Estratto scelto:
┏━━

La scoperta dell’egittologo britannico Howard Carter, avvenuta nel novembre del 1922, ha segnato una tappa fondamentale nella storia dell’archeologia. In quell’anno, infatti, lo scavo sistematico dell’intera Valle dei Re, a Luxor, porta al ritrovamento del corredo funerario (compresi il sarcofago e i vasi canopi) di Tutankhamon, sovrano egizio della XVIII dinastia. Conosciuto come il faraone bambino, a causa della morte prematura avvenuta a soli 18 anni, sembra che soffrisse di una malattia ossea chiamata equinismo al piede sinistro, stando a degli studi recenti. Ciò comportò per lui, sicuramente, una grande difficoltà nel camminare, accompagnata anche da una cagionevolezza vera e propria, probabilmente legata a uno squilibrio ormonale: si ipotizza, infatti, che Tutankhamon fosse frutto di un incesto tra fratelli, Akhenaton e Nefertiti.

┗━━

Dati di partenza:

┏━━

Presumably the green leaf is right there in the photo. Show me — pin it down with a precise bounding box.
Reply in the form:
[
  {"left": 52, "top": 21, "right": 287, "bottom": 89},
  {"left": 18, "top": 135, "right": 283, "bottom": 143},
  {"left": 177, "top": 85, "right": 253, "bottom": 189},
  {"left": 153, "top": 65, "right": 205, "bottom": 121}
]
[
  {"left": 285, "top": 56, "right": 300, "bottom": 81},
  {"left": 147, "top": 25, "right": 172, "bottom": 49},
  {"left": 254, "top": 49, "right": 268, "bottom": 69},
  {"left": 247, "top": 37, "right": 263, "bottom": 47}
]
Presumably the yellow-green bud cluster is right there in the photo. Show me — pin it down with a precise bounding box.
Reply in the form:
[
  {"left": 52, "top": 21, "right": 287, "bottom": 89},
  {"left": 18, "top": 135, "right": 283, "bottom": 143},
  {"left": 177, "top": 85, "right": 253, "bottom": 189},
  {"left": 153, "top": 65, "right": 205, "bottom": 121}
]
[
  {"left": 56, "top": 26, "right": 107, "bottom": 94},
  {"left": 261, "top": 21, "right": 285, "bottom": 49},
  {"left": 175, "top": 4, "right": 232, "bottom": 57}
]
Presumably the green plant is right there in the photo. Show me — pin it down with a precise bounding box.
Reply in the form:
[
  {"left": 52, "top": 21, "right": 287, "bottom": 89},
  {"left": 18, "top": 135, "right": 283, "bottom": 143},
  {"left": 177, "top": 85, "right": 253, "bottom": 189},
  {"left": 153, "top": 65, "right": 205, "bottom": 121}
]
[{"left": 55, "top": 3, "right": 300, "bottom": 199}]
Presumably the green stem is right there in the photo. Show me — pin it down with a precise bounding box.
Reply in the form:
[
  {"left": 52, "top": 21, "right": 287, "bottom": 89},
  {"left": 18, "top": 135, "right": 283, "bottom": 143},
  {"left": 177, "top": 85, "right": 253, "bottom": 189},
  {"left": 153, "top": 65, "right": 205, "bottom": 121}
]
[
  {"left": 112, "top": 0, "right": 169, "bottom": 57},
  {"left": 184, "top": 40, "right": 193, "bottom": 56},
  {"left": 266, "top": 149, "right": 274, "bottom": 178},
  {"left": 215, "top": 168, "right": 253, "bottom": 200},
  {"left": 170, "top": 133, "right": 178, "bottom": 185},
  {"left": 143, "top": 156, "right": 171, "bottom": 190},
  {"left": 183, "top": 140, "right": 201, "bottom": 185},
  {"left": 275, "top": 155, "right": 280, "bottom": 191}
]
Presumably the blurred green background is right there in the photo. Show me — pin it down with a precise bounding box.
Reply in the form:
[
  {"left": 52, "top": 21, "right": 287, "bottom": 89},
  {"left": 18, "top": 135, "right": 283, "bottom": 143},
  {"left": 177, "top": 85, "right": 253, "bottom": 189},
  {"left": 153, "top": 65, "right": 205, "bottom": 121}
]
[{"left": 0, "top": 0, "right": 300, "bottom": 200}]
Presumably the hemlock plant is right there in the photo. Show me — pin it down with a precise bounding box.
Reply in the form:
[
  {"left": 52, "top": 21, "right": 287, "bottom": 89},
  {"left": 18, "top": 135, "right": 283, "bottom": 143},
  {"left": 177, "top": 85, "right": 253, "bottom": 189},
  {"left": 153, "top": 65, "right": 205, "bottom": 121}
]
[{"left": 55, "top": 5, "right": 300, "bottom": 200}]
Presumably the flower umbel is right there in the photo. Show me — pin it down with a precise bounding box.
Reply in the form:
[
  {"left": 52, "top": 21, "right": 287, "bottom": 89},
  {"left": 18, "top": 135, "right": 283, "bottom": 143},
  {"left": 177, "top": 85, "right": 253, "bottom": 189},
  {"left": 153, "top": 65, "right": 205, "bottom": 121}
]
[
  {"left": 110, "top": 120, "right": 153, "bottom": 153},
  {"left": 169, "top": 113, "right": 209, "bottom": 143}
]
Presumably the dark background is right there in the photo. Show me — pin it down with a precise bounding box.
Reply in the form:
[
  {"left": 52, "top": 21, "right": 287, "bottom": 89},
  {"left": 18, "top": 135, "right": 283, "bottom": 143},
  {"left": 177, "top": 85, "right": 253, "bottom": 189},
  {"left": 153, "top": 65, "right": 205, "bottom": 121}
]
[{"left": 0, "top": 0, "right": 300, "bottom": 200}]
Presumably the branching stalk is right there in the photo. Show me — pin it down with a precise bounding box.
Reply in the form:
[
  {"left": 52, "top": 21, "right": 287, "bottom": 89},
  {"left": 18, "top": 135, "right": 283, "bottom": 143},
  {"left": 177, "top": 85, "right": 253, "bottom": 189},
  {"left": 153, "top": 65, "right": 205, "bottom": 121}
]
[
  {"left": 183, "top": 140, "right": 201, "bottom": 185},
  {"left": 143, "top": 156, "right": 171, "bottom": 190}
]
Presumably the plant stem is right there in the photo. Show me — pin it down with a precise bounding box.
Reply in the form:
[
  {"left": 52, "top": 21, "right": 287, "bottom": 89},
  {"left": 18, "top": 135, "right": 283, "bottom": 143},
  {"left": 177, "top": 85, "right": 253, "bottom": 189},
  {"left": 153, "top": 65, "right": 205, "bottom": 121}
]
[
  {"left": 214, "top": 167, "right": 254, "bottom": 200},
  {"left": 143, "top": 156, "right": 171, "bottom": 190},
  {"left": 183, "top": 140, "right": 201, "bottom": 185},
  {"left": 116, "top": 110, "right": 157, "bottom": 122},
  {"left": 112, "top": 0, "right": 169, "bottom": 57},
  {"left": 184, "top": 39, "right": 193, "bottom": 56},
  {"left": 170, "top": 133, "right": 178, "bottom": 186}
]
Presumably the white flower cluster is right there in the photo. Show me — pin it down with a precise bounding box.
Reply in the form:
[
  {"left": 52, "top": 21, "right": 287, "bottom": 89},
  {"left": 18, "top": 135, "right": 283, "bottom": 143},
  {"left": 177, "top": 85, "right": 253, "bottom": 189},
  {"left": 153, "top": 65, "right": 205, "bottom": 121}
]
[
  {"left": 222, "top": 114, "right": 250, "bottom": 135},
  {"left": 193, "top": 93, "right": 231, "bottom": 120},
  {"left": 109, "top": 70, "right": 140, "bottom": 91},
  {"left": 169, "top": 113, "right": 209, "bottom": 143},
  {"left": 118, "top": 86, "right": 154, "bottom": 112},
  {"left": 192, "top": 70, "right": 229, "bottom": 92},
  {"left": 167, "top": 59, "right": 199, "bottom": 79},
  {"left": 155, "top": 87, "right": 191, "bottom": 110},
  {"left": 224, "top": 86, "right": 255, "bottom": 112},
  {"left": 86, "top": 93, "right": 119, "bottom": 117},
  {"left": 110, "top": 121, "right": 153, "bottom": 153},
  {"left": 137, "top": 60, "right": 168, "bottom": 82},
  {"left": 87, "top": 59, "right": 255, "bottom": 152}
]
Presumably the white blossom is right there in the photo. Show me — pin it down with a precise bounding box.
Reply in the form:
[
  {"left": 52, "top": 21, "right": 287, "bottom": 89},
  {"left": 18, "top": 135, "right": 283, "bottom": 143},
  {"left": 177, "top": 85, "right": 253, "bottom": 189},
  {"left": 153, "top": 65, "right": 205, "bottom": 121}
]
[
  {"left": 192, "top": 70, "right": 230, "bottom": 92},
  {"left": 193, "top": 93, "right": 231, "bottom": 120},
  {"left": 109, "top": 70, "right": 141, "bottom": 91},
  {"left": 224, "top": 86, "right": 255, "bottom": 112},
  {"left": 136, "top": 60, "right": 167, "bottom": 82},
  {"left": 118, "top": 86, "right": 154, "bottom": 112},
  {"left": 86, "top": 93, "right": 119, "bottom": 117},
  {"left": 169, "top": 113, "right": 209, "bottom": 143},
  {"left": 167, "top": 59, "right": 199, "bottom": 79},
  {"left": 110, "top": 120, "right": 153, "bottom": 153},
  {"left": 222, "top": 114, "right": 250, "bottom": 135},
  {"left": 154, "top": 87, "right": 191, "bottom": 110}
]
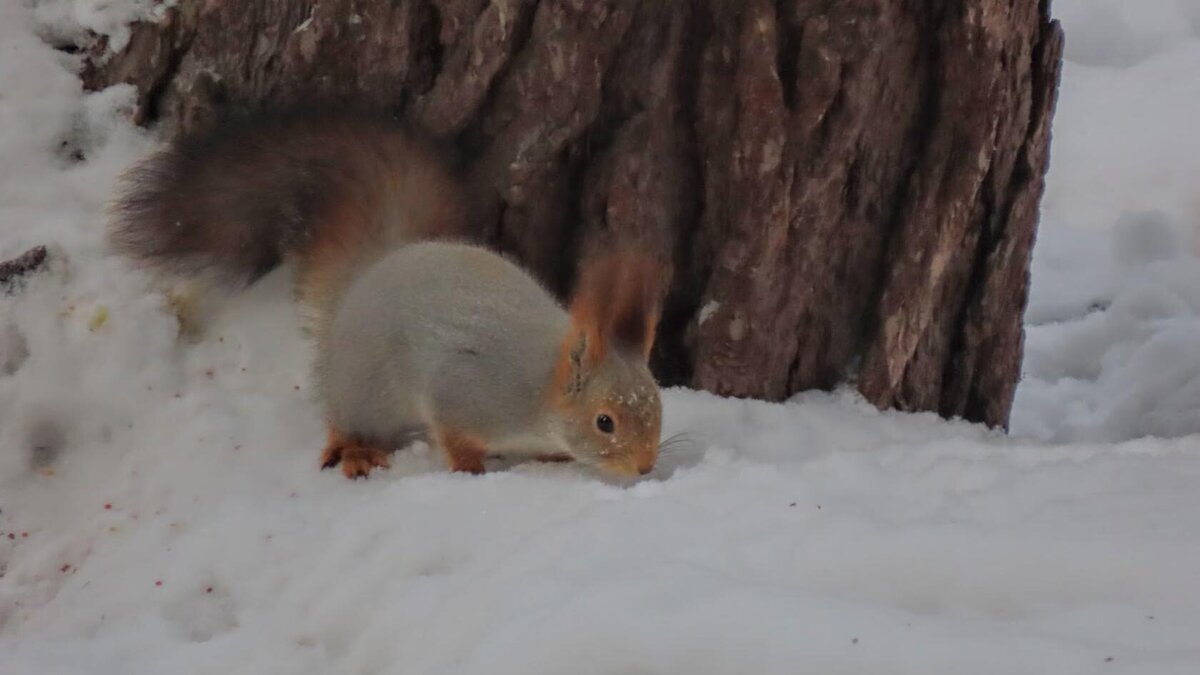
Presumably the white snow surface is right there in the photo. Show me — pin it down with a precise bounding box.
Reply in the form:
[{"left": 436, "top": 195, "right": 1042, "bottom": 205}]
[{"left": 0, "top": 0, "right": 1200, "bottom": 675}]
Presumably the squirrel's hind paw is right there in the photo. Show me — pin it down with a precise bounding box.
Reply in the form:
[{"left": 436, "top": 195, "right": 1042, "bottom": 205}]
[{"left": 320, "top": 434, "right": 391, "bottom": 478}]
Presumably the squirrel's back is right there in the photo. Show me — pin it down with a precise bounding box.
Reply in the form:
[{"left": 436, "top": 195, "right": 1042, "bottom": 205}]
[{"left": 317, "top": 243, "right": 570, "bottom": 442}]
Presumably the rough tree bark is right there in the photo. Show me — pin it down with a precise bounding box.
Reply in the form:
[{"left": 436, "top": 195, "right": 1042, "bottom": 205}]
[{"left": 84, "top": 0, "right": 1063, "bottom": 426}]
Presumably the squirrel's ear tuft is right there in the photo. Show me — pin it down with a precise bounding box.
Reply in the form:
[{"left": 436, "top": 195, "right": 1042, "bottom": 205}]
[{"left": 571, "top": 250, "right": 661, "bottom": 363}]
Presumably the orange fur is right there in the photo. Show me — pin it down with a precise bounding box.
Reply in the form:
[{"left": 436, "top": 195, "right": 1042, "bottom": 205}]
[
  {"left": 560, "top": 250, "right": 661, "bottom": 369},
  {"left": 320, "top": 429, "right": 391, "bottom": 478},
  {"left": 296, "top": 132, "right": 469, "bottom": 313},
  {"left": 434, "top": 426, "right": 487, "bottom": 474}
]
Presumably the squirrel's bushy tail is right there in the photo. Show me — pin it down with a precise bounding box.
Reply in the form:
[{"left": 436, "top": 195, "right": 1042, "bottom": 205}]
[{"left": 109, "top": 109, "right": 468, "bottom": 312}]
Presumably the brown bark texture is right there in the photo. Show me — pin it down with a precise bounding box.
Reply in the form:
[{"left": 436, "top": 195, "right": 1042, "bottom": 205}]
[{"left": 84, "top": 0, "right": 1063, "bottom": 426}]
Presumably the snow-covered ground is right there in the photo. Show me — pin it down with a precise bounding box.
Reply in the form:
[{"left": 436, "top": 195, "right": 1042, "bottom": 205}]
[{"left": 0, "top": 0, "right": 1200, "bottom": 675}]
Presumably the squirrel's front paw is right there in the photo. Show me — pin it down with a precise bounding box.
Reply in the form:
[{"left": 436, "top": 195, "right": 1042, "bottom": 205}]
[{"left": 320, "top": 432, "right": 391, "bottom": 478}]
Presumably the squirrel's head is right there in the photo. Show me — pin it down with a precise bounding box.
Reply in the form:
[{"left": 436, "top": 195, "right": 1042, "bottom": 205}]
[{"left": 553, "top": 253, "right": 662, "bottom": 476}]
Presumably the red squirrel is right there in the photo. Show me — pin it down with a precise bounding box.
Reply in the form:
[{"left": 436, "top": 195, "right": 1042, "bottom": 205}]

┗━━

Istruzioni:
1. Rispondi a queste domande sul brano su Tutankhamon:
(a) In quale mese e anno è avvenuta la scoperta di Howard Carter?
(b) A quale dinastia apparteneva Tutankhamon?
(c) Quale piede era colpito dall'equinismo?
2. Prosegui, per favore, il brano su Tutankhamon partendo dopo la sua ultima frase.
Le righe non hanno alcun legame con il brano su Tutankhamon.

Risposte per numero:
1.
(a) Nel novembre del 1922.
(b) Alla XVIII dinastia.
(c) Il piede sinistro.

2.
Da poco, grazie all’uso del georadar è stato possibile effettuare degli esami nella camera sepolcrale di Tutankhamon: proprio la scorsa settimana, a Luxor, il ministro delle Antichità egiziano Mamdouh Eldamaty ha annunciato che «dietro i muri nord e ovest si celano al 90% delle scoperte archeologiche». Va ricordato quanto già noto: il giovane faraone pare sia stato seppellito in fretta, subito dopo la morte, in una tomba destinata non a lui, bensì a qualcun altro. Nicholas Reeves, egittologo britannico, sostiene che verranno effettuati ulteriori accertamenti per capire se davvero si cela una camera nascosta dietro quelle pareti, fiducioso nel fatto che gli studiosi possano trovarsi vicini a un’altra sensazionale scoperta: la tomba di Nefertiti, che si ipotizza fosse la vera madre di Tutankhamon.
Resta, comunque, un certo scetticismo, dovuto al fatto che probabilmente, in base alle prove del DNA, la Regina potrebbe già trovarsi al Museo Egizio de Il Cairo, insieme ad altre mummie rinvenute alla fine del 1800. Un’altra ipotesi, infatti, lega la camera segreta alla tomba di Kiya, un’altra moglie di Akhenaton. Naturalmente, i risultati finali si faranno attendere per almeno un mese ancora, mentre gli archeologi di tutto il mondo sperano di poter rivivere presto le emozioni del 1922.